══ Extract to read

Thursday, April 24, 2008

Rude is Rude

This is one of the excerpts from the "Devotions for Sacred Parenting" by Gary L. Thomas (2005) that Aunt Missy bought us when Joshua was born. As you can see, I'm not faithful to read it every week, but I pick it up from time to time, especially when I've had a particularly rough day or week . For whatever reason, yesterday I just wanted to scream. It wasn't necessarily anything that was Joshua's fault. I was just in a bad mood. For the past two weeks, it seems like every single set of plans I've made have fallen through. From friends with sick kiddos to business meetings that came up for other folks to schedules just not working out, literally just about every day I had something that was meant to be fun get cancelled, including getting my hair done (which it desperately needs). While none of the individual things bothered me, after a couple of weeks of everything being cancelled, I was going stir crazy, even when getting outside in our backyard. I was running out of ideas to keep Joshua entertained, and I know that that's what I need to do to keep him from banging his head. So, last night after class and a few groups of students who can't work well together as a team, I sat down to read this devotional. Once again it spoke to me of God's heart toward Joshua and my disobedience at treating him like 'another chore.' I love him more than life itself, but yesterday I treated him more like "another thing I have to do" rather than the precious little one he is. I thought I would share my heart and the words of the devotion in case it would speak to anyone else feeling the same way...

RUDE IS RUDE

"See that you do not look down on one of these little ones. For I tell you that their angels in heaven always see the face of my Father in heaven." Matthew 18:10

Jesus tells us that the heavenly Father never misses what happens to one of his "little ones," so we can feel certain he sees everything going on behind our walls.

════
══ Entries shown

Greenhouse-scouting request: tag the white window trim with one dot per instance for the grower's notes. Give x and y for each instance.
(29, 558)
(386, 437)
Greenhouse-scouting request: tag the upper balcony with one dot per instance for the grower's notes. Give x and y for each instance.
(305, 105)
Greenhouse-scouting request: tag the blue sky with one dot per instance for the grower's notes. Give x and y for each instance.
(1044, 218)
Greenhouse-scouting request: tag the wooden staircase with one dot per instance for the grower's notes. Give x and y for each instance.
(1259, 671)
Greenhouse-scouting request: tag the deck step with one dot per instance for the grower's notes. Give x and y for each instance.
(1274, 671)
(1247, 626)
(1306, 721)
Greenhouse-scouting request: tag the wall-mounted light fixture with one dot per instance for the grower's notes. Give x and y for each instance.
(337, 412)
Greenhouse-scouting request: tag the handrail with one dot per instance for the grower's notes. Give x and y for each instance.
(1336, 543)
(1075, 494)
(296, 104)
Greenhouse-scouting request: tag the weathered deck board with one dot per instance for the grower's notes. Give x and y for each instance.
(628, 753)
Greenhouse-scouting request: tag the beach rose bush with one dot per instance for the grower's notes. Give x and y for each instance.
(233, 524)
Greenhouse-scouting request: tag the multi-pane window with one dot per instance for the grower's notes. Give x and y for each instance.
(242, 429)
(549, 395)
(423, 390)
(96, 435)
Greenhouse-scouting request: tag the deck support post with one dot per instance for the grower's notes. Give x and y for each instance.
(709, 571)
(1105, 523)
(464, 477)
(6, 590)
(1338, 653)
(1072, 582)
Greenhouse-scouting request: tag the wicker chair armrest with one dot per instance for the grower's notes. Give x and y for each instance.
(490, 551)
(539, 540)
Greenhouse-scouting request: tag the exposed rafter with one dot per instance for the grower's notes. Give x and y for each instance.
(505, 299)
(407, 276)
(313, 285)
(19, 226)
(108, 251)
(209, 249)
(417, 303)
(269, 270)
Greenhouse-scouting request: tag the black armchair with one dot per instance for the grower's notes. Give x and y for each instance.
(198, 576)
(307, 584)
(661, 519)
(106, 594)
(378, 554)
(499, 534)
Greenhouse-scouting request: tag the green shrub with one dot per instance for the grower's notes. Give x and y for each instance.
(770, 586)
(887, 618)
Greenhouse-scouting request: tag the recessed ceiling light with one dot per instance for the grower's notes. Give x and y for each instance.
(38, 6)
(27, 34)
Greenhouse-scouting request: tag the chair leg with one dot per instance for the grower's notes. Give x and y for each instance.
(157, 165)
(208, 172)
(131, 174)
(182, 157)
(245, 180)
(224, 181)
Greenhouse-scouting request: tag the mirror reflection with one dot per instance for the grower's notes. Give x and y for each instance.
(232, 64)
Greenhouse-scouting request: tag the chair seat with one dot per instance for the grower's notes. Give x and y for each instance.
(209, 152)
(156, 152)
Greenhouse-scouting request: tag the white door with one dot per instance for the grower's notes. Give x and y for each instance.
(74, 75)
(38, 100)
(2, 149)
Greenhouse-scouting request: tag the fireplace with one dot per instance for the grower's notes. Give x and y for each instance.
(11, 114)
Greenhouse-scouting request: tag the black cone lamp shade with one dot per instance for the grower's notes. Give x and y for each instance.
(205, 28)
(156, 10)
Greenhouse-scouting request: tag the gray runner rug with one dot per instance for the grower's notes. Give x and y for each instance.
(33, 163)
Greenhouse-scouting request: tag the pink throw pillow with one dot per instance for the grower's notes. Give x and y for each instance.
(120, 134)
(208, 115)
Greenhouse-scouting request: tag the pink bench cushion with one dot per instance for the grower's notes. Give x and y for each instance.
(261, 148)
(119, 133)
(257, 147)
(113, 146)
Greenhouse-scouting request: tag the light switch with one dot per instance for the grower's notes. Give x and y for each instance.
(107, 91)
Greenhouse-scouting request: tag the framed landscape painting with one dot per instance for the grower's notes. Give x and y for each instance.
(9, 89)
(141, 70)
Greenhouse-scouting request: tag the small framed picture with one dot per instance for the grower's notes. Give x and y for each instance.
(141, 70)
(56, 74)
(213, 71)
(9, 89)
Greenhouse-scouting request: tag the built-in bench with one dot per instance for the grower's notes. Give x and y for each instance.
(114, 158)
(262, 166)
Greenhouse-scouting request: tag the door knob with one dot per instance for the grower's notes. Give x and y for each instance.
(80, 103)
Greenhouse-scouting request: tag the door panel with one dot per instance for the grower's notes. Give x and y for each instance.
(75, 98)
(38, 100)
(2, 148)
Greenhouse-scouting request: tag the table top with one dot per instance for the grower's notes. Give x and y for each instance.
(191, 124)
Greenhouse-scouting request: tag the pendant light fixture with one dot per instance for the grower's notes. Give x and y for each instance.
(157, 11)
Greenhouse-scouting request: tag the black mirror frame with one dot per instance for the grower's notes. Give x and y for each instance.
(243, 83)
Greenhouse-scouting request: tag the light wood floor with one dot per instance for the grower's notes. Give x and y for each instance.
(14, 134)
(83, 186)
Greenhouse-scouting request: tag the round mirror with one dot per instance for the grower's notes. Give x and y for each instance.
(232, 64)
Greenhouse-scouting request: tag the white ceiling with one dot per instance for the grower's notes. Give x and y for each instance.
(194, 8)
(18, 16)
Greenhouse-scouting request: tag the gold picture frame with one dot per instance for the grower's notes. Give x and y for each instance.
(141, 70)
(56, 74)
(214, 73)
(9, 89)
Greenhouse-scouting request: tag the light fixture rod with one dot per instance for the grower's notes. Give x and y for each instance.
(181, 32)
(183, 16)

════

Exercise directions:
In the parenting devotion post, write out the part that opens with "Jesus tells us" and closes with "behind our walls.", substituting "doors" for "walls".

Answer box:
Jesus tells us that the heavenly Father never misses what happens to one of his "little ones," so we can feel certain he sees everything going on behind our doors.